** Material for this exercise follows **

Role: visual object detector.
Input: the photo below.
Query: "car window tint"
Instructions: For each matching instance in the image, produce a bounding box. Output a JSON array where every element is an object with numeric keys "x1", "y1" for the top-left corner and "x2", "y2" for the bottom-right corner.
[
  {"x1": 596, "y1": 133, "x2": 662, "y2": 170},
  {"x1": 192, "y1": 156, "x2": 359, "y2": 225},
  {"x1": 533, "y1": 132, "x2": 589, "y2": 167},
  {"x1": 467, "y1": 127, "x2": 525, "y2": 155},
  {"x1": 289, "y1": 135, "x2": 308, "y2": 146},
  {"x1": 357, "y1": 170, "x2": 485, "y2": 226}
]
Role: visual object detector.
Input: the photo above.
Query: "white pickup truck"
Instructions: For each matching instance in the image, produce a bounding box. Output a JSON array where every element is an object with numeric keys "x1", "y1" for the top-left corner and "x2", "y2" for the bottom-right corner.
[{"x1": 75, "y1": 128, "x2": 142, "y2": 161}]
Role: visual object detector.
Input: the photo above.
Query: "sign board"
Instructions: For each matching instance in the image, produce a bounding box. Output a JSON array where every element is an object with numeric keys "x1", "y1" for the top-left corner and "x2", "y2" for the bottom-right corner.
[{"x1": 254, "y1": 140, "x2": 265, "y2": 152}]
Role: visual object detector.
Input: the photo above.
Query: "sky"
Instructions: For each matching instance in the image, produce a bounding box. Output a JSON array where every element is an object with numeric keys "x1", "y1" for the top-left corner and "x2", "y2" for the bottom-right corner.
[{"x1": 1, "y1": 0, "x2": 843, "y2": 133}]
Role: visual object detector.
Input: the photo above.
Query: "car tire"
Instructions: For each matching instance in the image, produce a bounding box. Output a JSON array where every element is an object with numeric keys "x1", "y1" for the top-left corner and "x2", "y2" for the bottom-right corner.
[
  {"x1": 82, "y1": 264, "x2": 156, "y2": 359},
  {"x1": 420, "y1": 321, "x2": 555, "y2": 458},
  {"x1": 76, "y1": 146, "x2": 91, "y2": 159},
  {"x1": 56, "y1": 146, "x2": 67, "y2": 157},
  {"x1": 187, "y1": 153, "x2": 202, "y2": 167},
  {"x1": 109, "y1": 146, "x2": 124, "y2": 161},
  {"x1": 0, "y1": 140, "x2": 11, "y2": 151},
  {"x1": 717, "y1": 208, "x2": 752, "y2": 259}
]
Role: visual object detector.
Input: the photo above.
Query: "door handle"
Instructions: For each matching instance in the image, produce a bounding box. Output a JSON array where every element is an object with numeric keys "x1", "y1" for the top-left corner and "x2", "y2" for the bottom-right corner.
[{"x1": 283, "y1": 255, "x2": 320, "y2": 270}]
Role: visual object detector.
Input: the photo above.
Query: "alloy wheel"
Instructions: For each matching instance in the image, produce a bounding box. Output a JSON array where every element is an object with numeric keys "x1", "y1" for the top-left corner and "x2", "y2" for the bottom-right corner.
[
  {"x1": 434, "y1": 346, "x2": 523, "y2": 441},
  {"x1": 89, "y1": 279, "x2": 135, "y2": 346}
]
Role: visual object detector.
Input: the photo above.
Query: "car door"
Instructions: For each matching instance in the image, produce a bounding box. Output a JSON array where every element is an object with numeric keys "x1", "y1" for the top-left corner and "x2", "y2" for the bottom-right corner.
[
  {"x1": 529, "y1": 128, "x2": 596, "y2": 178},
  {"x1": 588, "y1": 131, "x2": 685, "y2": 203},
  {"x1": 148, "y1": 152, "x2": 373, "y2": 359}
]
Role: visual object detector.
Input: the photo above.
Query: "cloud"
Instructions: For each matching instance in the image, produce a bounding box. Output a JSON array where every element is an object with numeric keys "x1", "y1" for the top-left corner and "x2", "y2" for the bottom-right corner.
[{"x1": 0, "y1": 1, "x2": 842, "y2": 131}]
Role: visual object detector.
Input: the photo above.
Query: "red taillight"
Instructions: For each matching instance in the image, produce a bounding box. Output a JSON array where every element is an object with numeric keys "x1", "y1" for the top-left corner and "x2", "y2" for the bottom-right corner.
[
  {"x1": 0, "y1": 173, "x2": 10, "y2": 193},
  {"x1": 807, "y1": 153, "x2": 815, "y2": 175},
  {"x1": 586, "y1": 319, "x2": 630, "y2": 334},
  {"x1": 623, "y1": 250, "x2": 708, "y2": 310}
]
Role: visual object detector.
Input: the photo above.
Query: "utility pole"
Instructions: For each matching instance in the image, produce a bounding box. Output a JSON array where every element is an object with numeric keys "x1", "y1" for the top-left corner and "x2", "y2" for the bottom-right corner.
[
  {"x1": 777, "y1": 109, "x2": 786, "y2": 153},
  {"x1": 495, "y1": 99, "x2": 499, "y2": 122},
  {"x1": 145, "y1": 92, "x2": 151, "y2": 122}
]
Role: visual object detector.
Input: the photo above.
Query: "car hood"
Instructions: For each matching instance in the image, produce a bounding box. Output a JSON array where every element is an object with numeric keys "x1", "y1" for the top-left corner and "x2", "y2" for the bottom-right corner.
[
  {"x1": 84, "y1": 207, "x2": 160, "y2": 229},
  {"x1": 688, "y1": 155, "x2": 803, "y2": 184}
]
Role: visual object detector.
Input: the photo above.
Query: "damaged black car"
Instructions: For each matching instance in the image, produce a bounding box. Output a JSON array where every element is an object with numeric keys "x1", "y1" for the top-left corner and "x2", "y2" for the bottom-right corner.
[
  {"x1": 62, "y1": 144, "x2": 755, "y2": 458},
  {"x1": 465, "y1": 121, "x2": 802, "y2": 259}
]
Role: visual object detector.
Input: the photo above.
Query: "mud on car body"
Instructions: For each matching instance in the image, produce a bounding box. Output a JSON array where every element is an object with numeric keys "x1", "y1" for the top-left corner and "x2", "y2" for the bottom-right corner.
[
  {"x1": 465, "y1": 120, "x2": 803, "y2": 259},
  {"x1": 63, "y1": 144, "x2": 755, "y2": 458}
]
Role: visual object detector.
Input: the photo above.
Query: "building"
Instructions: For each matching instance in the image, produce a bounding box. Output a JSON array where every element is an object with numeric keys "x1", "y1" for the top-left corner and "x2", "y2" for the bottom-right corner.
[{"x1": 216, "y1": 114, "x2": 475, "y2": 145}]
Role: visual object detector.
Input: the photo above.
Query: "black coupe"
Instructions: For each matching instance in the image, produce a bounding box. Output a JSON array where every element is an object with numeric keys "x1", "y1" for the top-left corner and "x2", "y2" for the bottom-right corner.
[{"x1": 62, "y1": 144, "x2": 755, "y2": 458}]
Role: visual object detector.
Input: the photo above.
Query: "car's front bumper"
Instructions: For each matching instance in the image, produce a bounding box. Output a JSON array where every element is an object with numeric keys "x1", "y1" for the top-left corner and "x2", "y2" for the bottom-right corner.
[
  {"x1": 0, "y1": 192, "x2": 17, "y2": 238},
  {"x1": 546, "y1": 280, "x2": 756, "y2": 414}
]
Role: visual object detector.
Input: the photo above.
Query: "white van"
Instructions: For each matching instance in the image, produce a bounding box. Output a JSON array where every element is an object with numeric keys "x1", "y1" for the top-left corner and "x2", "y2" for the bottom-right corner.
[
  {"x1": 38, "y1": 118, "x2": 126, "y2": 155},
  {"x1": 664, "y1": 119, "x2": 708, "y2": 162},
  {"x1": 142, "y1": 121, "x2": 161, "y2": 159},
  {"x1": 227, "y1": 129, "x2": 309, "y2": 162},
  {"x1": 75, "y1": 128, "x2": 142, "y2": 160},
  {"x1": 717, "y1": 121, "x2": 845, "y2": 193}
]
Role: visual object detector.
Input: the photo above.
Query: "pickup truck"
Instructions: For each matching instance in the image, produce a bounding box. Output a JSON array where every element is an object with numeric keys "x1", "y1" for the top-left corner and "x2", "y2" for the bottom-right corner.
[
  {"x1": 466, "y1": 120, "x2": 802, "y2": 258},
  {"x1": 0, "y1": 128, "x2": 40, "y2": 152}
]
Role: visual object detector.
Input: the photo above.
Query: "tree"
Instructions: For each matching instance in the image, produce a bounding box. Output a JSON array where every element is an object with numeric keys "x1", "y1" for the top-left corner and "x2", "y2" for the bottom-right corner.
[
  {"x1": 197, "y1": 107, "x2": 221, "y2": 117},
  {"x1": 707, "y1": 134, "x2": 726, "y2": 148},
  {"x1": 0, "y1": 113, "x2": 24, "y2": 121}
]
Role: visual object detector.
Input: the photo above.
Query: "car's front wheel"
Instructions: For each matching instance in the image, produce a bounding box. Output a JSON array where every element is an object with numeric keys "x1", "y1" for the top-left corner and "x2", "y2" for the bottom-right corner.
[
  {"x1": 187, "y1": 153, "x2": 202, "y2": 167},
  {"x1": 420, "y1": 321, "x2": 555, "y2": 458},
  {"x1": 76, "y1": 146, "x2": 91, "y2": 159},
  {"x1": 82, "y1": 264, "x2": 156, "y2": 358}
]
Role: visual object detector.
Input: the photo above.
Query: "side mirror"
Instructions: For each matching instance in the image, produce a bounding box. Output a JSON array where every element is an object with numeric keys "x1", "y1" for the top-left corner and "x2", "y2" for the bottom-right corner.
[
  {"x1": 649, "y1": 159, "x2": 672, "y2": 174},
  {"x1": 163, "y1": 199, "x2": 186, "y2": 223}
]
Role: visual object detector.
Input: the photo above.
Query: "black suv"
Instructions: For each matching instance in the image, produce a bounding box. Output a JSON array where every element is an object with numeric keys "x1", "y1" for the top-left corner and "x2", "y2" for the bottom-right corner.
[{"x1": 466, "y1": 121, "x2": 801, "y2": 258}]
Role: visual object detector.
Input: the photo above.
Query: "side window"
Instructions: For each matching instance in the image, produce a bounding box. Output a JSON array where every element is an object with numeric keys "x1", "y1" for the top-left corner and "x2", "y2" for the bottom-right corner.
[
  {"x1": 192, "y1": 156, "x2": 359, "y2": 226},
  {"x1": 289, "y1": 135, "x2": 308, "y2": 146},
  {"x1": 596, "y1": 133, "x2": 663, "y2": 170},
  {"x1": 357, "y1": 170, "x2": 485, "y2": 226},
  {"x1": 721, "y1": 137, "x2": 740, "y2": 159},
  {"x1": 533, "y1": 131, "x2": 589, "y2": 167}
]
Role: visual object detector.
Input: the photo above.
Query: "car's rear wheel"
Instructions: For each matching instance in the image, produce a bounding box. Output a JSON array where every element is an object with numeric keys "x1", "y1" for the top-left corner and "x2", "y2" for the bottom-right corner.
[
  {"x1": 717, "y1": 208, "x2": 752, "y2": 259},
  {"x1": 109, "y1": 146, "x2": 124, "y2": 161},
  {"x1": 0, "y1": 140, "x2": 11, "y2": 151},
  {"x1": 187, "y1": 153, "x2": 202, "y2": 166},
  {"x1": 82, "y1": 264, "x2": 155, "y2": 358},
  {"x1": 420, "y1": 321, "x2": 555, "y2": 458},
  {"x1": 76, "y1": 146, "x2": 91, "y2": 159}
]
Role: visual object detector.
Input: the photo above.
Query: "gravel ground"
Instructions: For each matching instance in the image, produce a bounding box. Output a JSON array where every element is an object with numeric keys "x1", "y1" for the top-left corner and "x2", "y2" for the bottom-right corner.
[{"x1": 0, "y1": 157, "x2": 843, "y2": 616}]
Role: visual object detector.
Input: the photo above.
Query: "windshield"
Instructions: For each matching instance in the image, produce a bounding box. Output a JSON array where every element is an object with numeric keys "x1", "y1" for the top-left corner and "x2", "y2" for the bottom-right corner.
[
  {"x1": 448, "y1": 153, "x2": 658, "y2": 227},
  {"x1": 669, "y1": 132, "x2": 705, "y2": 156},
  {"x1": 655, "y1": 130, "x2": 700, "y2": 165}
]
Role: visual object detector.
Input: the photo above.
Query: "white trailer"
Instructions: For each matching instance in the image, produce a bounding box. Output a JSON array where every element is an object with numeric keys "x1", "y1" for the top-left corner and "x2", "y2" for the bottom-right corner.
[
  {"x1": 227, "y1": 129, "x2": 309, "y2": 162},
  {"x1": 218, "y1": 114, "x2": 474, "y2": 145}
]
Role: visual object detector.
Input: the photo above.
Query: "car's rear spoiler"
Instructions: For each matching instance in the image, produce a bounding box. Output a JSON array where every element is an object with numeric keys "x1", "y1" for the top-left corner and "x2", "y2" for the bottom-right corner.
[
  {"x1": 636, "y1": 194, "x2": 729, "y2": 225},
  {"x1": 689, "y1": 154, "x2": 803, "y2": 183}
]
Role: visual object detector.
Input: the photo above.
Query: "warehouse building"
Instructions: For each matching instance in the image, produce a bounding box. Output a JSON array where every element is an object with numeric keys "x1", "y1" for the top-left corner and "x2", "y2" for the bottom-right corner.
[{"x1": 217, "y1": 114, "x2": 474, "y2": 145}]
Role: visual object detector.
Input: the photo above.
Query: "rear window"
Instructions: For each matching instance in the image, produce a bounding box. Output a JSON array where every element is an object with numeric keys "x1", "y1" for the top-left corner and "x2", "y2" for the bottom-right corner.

** End of Material for this exercise **

- **Work order**
Check each line above for the word "front". Then state how many lines contain it, and nothing more.

- **Result for this exercise**
2